## [STATED TASK]
Quote the passage of the article on training a custom YOLOv5 detection model that begins with the words containing "This article will" and ends with "of the model.".

## [TEXT EXCERPT]
<<<<

This article outlines the process of creating a custom model for object detection using YOLOv5 architecture. It covers setting up the training environment, obtaining a large annotated dataset, training the model, and using the custom model in CodeProject.AI Server. The article presents observations and improvements to achieve higher accuracy in object detection.
Introduction
Object Detection is a common application of Artificial Intelligence. In CodeProject.AI Server, we have added a module that uses the YOLOv5 architecture for object detection. It’s a brilliant system but using the 'standard’ YOLOv5 models means you are limited to the 80 classes available in the default models. To detect objects outside this default set, you need to train your own custom models.
While the YOLOv5 documentation walks you through the process of creating a new model, setting up a training session and producing good and accurate models is not as simple as they would lead you to believe.
This article will walk you through creating a custom model for the detection of backyard pests using the following steps:
- Setting up your training environment.
- Obtaining a sufficiently large and annotated collection of relevant and diverse images for training, testing, and validation of the model.
- Training your model, including critical steps in enabling GPU acceleration
- Using your custom model in CodeProject.AI Server
Some of my observations about the training process were unexpected, and I plan on expanding this article as I explore and improve the process and the resulting models.
There are a number of terms and metrics that are used to describe the performance of an AI Model. I will be using these to determine how 'good' a trained model is for the task for which it was trained. You can read about them in the Notes on Training Metrics.

>>>>

## [MATERIAL]
<<<<

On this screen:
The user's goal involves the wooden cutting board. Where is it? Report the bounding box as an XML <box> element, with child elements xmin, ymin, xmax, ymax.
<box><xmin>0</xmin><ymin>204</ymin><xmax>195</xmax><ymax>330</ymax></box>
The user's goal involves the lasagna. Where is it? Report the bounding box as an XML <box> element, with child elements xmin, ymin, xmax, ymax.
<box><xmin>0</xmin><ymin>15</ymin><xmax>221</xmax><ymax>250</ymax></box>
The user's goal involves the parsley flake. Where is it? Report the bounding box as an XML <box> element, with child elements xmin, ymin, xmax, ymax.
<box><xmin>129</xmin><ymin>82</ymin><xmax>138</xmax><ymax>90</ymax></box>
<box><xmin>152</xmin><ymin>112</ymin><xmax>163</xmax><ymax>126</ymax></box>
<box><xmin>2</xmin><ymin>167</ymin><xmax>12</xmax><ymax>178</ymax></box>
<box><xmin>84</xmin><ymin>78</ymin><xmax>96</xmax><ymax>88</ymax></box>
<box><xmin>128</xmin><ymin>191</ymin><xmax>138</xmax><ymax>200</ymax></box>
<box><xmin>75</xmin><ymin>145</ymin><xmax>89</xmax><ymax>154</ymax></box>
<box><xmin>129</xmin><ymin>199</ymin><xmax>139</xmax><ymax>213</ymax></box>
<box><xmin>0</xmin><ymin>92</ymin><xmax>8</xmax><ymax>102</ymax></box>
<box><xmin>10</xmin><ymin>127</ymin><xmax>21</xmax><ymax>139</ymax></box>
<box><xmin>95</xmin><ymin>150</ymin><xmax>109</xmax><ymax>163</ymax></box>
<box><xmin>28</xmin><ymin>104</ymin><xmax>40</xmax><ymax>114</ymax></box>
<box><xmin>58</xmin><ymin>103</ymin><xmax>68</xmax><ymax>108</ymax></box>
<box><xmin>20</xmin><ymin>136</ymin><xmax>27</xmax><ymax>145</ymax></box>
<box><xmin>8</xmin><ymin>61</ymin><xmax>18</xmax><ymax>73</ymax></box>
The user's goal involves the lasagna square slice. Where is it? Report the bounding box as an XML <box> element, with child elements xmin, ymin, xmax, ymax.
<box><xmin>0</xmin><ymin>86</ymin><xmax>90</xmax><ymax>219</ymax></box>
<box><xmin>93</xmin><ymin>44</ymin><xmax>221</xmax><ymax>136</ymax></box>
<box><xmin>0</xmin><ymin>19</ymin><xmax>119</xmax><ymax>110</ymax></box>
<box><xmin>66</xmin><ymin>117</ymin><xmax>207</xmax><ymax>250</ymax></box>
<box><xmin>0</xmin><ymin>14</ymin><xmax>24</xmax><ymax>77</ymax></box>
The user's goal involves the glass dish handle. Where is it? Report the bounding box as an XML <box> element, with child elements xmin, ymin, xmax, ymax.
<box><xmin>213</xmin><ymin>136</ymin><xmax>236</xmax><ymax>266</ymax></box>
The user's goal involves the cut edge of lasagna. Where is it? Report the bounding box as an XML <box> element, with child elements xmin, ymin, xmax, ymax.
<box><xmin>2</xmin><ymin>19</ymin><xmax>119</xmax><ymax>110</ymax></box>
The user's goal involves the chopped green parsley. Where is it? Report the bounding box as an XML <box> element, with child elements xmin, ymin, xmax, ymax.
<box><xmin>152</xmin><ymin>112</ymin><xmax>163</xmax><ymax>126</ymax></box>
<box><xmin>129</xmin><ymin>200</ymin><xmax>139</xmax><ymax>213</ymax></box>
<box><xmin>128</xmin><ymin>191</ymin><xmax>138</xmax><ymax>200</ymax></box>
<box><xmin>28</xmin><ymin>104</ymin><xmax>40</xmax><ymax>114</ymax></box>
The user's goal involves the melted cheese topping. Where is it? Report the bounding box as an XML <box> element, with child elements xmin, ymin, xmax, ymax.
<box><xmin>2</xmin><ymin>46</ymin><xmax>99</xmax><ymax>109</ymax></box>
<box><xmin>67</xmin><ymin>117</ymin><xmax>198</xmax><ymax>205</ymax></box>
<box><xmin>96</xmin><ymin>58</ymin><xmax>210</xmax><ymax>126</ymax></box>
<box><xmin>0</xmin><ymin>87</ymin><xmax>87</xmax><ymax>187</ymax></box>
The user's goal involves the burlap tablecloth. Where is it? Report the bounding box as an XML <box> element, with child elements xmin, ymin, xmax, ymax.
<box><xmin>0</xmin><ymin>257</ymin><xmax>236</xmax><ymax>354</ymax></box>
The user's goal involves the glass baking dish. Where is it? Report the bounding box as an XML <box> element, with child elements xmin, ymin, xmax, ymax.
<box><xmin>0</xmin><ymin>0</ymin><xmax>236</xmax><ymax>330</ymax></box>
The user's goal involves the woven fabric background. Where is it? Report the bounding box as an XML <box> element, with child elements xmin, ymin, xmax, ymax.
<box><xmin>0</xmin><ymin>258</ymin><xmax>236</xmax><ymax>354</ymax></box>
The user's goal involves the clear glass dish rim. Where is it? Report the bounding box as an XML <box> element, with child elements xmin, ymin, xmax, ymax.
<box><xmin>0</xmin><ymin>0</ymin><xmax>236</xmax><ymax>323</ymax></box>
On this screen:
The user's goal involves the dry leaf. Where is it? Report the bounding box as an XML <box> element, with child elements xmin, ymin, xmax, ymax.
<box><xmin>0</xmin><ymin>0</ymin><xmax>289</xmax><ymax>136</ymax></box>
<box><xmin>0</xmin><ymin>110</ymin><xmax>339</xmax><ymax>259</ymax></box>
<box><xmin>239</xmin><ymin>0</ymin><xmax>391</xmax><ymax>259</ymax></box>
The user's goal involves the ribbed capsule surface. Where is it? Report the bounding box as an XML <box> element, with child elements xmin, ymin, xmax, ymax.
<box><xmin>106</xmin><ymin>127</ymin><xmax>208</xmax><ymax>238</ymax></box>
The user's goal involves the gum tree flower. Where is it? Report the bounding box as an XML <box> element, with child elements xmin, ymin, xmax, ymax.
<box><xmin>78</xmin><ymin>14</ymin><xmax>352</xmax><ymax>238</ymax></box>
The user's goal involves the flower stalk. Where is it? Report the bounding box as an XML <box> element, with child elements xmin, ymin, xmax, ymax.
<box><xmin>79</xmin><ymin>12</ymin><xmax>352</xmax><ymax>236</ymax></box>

>>>>

## [EXERCISE ANSWER]
This article will walk you through creating a custom model for the detection of backyard pests using the following steps:
- Setting up your training environment.
- Obtaining a sufficiently large and annotated collection of relevant and diverse images for training, testing, and validation of the model.